— BEGIN Text block —

It's content that people in a community have created for sharing amongst other members of the community.  And in fact, when our group got together at the very beginning, we had to sort of find what is local content, and it's because of this change that a lot of people have to incorporate this new idea that content isn't just that stuff I get from TV or radio or the library.  It's stuff that I create too.  Now, we have a problem.  The problem is this.  How do we get other people to find my content?

It's hard enough to find dealing in something very simple like English language which, of course, everybody in the world speaks English, right?  No?  If I want to share my content, I have to get the word out to everybody and how I get the word out is through meta data.  Now, in the past, meta data would be only the concern of a bunch of engineers, but I just down at the end of the table here heard meta data being discussed.  How meta data standards were being required by the Government so that the information being generated could be shared and found and discovered.  So discovery becomes a big problem.  One of the problems I would like to talk about a few minutes is in fact local meta data and how do we find content around local meta data and how do we do it in different languages.

If I create a video today, I don't speak Portuguese.  I don't know anything about Portuguese to save my life, but if I want to share with people who speak Portuguese, I might want my meta data to be in Portuguese as well as English.  Today I don't have a way of doing that.  If I publish content on the Internet, if I go to Facebook and say here I am on the beach, that's in English.  One of the problems I would like to highlight is in fact how do we start translating meta data, very simple descriptive things like this is me on the beach, how do I translate that into other languages so it can be found and accessed around the world because I may have friends that are Portuguese speakers and they want to see when I tag a thing that I'm on the beach. 

They may not need to know that it's me on the beach, maybe somebody else, but, and when we have countries that are having content they are creating in their local context, whether it's the various bits of data we have just described or maybe it's the coffee prices or maybe it's the new research around distribution of coffee into a particular marketplace as generated in that local language, there may be people outside of the local community that also want to find that content and learn about it.

In this way, we then start building a bigger global Internet community because we have content that's shared amongst all of us between our local communities.  And the heart of that problem is how do we discover it.  And so we start our own best practices and I think one of these that emerged in the discussion was in fact we may not have a best practice around how to translate meta data, but we discovered we have a problem in translating meta data, and one that maybe we need some work done on.

— END Text block —

Exercise 1 — In the passage on local meta data, rewrite the part between "They may not" and "learn about it.", inclusive, replacing "coffee prices" with "rice prices".
Exercise 2 — In the passage on local meta data, how does the speaker say the word about shared content gets out to everybody?

— BEGIN Raw records —

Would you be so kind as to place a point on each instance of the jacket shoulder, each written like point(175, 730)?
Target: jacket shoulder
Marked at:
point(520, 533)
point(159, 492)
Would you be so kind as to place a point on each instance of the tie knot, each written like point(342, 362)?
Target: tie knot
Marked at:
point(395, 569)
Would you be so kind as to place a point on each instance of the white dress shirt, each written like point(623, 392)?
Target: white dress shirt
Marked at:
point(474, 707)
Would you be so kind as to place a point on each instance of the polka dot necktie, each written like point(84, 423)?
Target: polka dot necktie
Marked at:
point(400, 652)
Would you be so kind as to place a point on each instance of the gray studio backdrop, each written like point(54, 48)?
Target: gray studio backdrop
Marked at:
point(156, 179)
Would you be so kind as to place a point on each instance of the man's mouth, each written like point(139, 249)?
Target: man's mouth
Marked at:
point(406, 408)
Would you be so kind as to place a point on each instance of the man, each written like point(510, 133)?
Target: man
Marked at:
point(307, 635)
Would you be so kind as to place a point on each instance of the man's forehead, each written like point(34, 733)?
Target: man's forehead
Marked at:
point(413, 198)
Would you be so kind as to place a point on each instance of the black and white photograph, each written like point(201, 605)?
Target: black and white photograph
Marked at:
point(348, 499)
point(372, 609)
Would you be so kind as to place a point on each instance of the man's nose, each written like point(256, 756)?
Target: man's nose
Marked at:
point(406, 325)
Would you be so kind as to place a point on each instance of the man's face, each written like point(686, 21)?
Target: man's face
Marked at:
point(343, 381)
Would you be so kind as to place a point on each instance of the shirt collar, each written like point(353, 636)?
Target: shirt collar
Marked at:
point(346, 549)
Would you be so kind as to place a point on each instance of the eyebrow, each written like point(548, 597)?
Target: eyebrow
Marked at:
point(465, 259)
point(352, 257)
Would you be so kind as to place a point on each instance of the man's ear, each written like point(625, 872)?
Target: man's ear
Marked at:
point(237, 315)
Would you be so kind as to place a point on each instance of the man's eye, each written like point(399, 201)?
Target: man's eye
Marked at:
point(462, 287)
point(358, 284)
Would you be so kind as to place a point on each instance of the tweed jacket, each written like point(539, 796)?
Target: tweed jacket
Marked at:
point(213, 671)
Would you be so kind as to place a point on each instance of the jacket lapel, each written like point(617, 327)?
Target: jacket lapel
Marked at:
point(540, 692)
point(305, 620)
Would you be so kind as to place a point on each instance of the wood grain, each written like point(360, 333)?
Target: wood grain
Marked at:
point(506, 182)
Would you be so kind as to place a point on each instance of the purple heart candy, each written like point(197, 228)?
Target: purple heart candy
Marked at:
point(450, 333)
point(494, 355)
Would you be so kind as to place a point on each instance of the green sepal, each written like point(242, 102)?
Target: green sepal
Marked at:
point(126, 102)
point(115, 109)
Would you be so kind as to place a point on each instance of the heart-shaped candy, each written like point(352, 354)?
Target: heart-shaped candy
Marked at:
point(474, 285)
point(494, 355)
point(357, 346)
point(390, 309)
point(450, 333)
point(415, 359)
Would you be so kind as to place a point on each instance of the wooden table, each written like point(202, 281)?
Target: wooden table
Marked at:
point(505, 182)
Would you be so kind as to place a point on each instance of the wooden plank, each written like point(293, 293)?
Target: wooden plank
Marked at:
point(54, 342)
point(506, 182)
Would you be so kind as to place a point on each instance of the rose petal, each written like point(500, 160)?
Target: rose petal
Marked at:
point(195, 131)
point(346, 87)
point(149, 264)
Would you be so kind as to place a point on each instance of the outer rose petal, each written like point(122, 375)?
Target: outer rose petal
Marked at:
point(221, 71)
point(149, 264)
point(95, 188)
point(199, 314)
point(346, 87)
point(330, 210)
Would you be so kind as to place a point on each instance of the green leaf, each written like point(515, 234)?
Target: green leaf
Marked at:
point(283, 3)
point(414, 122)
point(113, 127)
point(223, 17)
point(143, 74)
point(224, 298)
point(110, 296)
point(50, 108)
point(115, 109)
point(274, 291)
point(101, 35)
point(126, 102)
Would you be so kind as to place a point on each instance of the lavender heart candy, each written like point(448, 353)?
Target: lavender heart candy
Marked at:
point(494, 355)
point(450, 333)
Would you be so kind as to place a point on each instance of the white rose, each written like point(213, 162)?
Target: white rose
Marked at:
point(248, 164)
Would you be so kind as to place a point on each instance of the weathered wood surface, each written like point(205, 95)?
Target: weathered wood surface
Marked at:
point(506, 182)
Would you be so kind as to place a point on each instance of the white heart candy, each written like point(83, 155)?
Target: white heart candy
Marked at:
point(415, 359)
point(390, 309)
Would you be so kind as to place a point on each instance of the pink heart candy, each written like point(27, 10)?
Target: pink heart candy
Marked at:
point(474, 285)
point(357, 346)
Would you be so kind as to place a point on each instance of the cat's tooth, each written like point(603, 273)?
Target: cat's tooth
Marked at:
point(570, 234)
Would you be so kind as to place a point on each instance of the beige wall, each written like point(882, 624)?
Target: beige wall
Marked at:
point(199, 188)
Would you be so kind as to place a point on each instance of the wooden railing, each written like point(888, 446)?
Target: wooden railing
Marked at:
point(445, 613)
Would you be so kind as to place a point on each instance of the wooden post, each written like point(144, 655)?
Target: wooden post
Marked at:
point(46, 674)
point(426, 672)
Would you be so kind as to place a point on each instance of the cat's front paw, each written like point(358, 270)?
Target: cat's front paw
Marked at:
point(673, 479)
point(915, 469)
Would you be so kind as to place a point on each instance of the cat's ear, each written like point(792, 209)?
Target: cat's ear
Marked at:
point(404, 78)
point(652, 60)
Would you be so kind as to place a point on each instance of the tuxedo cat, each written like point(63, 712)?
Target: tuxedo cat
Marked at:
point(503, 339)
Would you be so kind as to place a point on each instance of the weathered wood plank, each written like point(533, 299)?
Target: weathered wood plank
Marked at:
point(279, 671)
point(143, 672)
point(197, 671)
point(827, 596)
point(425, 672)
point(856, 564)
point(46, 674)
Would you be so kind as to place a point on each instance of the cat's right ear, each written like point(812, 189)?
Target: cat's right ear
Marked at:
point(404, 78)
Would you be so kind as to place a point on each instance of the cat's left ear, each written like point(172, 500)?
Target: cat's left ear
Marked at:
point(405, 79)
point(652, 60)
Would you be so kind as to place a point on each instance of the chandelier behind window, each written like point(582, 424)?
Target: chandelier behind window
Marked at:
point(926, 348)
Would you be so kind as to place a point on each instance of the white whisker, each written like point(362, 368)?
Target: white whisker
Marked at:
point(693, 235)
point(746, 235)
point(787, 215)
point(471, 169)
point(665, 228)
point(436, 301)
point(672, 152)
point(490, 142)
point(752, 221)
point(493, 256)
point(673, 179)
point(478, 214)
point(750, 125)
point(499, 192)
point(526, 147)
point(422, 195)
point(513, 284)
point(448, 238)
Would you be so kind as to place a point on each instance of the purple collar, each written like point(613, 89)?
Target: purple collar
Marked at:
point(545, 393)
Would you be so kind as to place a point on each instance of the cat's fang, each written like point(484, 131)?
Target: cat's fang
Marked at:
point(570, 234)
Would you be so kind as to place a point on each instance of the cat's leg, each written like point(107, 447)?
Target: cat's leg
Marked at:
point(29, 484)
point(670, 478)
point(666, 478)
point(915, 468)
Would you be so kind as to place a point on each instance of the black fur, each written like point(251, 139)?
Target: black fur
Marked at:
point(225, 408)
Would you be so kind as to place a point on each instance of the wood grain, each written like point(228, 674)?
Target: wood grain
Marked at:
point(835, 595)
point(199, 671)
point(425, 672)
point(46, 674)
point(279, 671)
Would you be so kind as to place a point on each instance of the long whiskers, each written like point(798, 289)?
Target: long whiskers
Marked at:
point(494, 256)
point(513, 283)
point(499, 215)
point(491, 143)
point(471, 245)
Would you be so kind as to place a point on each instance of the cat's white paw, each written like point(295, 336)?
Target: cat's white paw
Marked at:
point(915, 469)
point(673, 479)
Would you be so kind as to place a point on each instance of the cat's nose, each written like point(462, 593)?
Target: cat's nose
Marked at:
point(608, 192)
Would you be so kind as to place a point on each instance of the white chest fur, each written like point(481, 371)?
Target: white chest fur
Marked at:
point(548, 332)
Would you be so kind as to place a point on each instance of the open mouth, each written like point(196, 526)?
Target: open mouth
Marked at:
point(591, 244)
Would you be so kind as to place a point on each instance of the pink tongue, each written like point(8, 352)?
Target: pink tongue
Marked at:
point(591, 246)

— END Raw records —

Exercise solution 1 —
They may not need to know that it's me on the beach, maybe somebody else, but, and when we have countries that are having content they are creating in their local context, whether it's the various bits of data we have just described or maybe it's the rice prices or maybe it's the new research around distribution of coffee into a particular marketplace as generated in that local language, there may be people outside of the local community that also want to find that content and learn about it.

Exercise solution 2 — Through meta data.